> SHORT EXERCISE
Every line of the material below must be repeated exactly.

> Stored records
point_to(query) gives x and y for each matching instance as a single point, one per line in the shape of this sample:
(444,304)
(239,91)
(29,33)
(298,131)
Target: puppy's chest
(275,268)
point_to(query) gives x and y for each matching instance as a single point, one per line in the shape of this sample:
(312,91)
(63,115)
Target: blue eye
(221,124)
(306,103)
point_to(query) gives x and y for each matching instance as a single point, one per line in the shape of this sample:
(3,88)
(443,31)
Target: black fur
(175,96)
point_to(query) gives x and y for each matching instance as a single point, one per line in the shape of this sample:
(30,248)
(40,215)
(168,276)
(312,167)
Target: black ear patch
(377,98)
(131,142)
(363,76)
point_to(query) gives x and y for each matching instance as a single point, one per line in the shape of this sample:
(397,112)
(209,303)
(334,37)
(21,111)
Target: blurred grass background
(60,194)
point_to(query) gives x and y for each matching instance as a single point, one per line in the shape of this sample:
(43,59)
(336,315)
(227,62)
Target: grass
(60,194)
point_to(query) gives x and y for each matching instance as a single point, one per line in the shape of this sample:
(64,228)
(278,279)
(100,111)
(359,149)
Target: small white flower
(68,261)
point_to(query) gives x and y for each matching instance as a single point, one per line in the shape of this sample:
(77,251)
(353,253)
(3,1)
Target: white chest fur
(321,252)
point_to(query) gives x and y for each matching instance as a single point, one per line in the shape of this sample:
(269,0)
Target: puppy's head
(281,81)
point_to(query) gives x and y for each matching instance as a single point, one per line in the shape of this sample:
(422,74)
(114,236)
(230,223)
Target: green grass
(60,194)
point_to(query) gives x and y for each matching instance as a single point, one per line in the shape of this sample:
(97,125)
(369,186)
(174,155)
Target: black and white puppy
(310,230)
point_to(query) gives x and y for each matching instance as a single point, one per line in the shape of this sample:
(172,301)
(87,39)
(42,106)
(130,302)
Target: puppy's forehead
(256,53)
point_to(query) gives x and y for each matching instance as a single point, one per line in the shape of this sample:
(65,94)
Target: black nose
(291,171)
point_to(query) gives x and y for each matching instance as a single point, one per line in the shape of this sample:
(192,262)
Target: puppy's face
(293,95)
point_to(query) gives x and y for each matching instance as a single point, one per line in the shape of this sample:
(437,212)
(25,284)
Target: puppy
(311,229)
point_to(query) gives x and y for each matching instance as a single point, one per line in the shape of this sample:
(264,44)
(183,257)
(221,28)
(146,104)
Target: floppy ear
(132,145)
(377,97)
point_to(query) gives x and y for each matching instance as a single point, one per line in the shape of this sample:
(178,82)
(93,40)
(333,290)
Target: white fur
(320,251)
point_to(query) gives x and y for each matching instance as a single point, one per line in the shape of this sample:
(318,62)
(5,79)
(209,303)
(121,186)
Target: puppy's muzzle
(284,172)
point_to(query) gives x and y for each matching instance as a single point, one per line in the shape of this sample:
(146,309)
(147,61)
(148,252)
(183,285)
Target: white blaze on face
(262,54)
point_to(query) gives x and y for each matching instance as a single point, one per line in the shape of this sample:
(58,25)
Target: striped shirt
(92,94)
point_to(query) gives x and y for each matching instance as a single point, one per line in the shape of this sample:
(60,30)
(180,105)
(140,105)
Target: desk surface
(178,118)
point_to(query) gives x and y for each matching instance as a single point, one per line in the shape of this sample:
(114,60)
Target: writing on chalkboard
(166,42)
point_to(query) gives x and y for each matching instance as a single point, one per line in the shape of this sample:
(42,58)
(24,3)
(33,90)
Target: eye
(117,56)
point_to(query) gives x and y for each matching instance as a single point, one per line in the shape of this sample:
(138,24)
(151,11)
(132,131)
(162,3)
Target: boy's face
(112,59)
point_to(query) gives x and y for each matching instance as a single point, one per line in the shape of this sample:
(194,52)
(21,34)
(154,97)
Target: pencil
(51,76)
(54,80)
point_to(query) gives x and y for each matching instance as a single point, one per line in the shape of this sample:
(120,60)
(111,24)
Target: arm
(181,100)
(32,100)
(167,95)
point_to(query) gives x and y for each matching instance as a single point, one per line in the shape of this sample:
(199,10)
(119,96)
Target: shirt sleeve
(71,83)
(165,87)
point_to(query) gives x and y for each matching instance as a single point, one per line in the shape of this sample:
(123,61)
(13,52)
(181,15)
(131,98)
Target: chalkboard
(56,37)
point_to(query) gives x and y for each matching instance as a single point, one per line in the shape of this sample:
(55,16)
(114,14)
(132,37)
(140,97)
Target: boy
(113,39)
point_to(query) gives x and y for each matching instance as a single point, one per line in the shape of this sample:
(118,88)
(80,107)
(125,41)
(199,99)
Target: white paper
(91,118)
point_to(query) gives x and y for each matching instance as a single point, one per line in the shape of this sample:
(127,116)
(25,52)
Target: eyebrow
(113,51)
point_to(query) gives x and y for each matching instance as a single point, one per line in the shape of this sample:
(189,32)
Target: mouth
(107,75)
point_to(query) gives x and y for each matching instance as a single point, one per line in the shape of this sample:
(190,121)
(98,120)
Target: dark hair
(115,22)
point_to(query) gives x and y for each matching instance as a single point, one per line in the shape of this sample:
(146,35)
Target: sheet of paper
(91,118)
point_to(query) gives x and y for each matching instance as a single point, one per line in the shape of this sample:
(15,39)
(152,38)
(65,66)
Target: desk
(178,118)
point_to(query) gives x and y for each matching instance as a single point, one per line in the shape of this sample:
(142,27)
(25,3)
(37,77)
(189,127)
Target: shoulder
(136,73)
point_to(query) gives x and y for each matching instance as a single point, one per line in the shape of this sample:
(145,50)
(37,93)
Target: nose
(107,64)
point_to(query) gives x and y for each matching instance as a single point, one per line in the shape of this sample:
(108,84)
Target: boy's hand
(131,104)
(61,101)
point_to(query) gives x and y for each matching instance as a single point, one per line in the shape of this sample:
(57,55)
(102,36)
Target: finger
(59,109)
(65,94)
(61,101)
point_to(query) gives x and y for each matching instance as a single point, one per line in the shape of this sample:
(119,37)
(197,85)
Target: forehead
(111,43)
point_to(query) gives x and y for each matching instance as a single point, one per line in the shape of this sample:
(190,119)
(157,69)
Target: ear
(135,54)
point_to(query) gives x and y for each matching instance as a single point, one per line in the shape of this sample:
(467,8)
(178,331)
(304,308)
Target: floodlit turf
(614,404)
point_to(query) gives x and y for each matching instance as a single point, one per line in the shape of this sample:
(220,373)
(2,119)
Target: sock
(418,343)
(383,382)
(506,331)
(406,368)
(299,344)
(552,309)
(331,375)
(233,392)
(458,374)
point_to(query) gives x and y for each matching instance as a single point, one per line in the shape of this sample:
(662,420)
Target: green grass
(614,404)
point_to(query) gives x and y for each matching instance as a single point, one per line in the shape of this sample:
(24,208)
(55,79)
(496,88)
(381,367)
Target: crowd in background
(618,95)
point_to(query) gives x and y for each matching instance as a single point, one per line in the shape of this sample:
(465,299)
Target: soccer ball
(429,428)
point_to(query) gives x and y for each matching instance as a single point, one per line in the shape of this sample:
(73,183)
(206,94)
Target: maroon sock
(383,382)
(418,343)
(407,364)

> FINAL ANSWER
point_to(query) gives x and y for each matching instance as a single point, one per line in the shape of this sample:
(444,304)
(239,91)
(29,33)
(298,131)
Target: puppy's chest
(275,268)
point_to(query) gives x and y for each matching instance as a single point, one per line in the shape of this sample:
(312,91)
(63,115)
Target: blue eye
(221,124)
(306,103)
point_to(query) gives x and y for each matching instance as a single point, one per line in the shape of this sample:
(3,88)
(443,31)
Target: black fur
(175,96)
point_to(query) gives x and y for each matching instance as a single point, one per line in the shape of this sample:
(30,248)
(40,215)
(168,276)
(312,167)
Target: black ear patch
(377,98)
(131,142)
(363,76)
point_to(query) gives x and y for each matching instance as a single point, one per line in the shape of this sample:
(397,112)
(209,303)
(334,37)
(21,111)
Target: blurred grass background
(60,194)
point_to(query) gives x and y for each matching instance as a single point, one per line in the shape of this sample:
(43,59)
(336,315)
(227,62)
Target: grass
(60,194)
point_to(query) gives x and y for each matching instance as a single point, one per line in the shape of this sample:
(64,228)
(278,279)
(100,111)
(359,149)
Target: small white flower
(68,261)
point_to(query) gives x and y for each matching instance as a single point, one per line in the shape of this sample:
(77,251)
(353,253)
(3,1)
Target: white chest fur
(321,252)
point_to(query) gives x and y for each matching instance as a single point, one per line in the shape of this sample:
(269,0)
Target: puppy's head
(281,81)
point_to(query) gives x and y for each matching instance as a single point, one per line in the shape of this sample:
(422,74)
(114,236)
(230,223)
Target: green grass
(60,194)
point_to(query) gives x and y for each matching instance as a single point, one per line in the shape of this sample:
(97,125)
(369,186)
(174,155)
Target: black and white puppy
(310,230)
point_to(query) gives x and y for each matching instance as a single point, one per line in the shape of this sample:
(172,301)
(87,39)
(42,106)
(130,302)
Target: puppy's forehead
(256,53)
point_to(query) gives x and y for each matching instance as a single point, one per line in the shape of this sample:
(65,94)
Target: black nose
(291,171)
point_to(query) gives x and y for each matching instance as a single point, one per line in the shape of this sample:
(192,262)
Target: puppy's face
(293,95)
point_to(query) gives x and y for each matching instance as a single point, one per line in the shape of this sample:
(437,212)
(25,284)
Target: puppy
(311,229)
point_to(query) gives x and y for each matching instance as a single point, one per line in the shape of this sample:
(264,44)
(183,257)
(221,28)
(146,104)
Target: floppy ear
(132,145)
(377,97)
point_to(query) gives x and y for each matching instance as a single point, one per line in the shape of this sample:
(178,82)
(93,40)
(333,290)
Target: white fur
(320,251)
point_to(query) gives x and y for each matching instance as a single point, one per line in the shape of this sample:
(318,62)
(5,79)
(209,303)
(121,186)
Target: puppy's muzzle
(284,172)
point_to(query) gives x and y for each matching instance as a single point, one per line in the shape of this sample:
(146,309)
(147,61)
(148,252)
(183,285)
Target: white blaze on face
(262,54)
point_to(query) gives x and y for each matching instance as a single point, one per line in the shape of this sample:
(58,25)
Target: striped shirt
(92,94)
point_to(query) gives x and y for each matching instance as a single point, one per line in the shape of this sample:
(60,30)
(180,105)
(140,105)
Target: desk surface
(178,118)
point_to(query) gives x and y for each matching instance as a single point, one per line in the shape of this sample:
(114,60)
Target: writing on chalkboard
(166,42)
point_to(query) gives x and y for each matching instance as a single point, one per line in the shape of this sample:
(42,58)
(24,3)
(33,90)
Target: eye
(117,56)
point_to(query) gives x and y for each matching instance as a single point, one per line in the shape of this sample:
(138,24)
(151,11)
(132,131)
(162,3)
Target: boy's face
(112,59)
point_to(query) gives x and y for each matching instance as a single point, one per line in the shape of this sample:
(194,52)
(21,34)
(154,97)
Target: pencil
(51,76)
(54,80)
point_to(query) gives x and y for each matching instance as a single point, one per line in the shape of this sample:
(120,60)
(111,24)
Target: arm
(181,100)
(32,100)
(167,95)
point_to(query) gives x and y for each matching instance as a single point, one per line in the shape of this sample:
(199,10)
(119,96)
Target: shirt sleeve
(71,83)
(165,87)
point_to(query) gives x and y for each matching instance as a single point, one per line in the shape of this sample:
(123,61)
(13,52)
(181,15)
(131,98)
Target: chalkboard
(56,37)
point_to(query) gives x and y for each matching instance as a single point, one per line in the shape of this sample:
(55,16)
(114,14)
(132,37)
(140,97)
Target: boy
(113,39)
point_to(query) gives x and y for each matching instance as a single point, one per line in the shape of this sample:
(118,88)
(80,107)
(125,41)
(199,99)
Target: white paper
(91,118)
point_to(query) gives x and y for each matching instance as a single point, one per line in the shape of this sample:
(127,116)
(25,52)
Target: eyebrow
(113,51)
point_to(query) gives x and y for each matching instance as a single point, one per line in the shape of this sample:
(189,32)
Target: mouth
(107,75)
point_to(query) gives x and y for each matching instance as a single point, one per line in the shape of this sample:
(190,121)
(98,120)
Target: dark hair
(115,22)
point_to(query) gives x and y for each matching instance as a single point, one per line in the shape of this sample:
(146,35)
Target: sheet of paper
(91,118)
point_to(query) gives x and y for each matching instance as a single point, one per line in the shape of this sample:
(15,39)
(152,38)
(65,66)
Target: desk
(178,118)
point_to(query) gives x and y for each matching instance as a single point, one per line in the shape of this sample:
(142,27)
(25,3)
(37,77)
(189,127)
Target: shoulder
(136,73)
point_to(query) gives x and y for each matching instance as a single point, one per line in the shape of this sample:
(145,50)
(37,93)
Target: nose
(107,64)
point_to(query) gives x and y for each matching instance as a single point, one per line in the shape of this sample:
(108,84)
Target: boy's hand
(131,104)
(61,101)
point_to(query) gives x and y for each matching instance as a single point, one per line in the shape of this sample:
(57,55)
(102,36)
Target: finger
(59,109)
(65,94)
(61,101)
point_to(query) gives x and y for each matching instance as a single point, one per line in the shape of this sample:
(119,37)
(197,85)
Target: forehead
(111,43)
point_to(query) gives x and y for each matching instance as a single point, one per line in the shape of this sample:
(190,119)
(157,69)
Target: ear
(135,54)
point_to(query) gives x and y for each matching instance as a single point, one per line in the shape of this sample:
(467,8)
(178,331)
(304,308)
Target: floodlit turf
(614,404)
point_to(query) gives x and y for each matching instance as a single point, one per line in the shape of this sample:
(220,373)
(2,119)
Target: sock
(418,343)
(383,382)
(506,331)
(406,368)
(299,344)
(552,309)
(331,375)
(233,392)
(458,374)
point_to(query) gives x and y for each matching instance as a single point, one per line in the shape of this sample:
(662,420)
Target: green grass
(614,404)
point_to(query) gives x and y for each matching instance as a single point, one per line in the shape of this sample:
(24,208)
(55,79)
(496,88)
(381,367)
Target: crowd in background
(618,95)
point_to(query) gives x and y for each matching instance as a single point, one per line in the shape of this sample:
(465,299)
Target: soccer ball
(429,428)
point_to(query) gives x and y for each matching instance as a single point, one per line in the shape of this sample:
(73,183)
(206,94)
Target: maroon sock
(383,382)
(418,343)
(407,364)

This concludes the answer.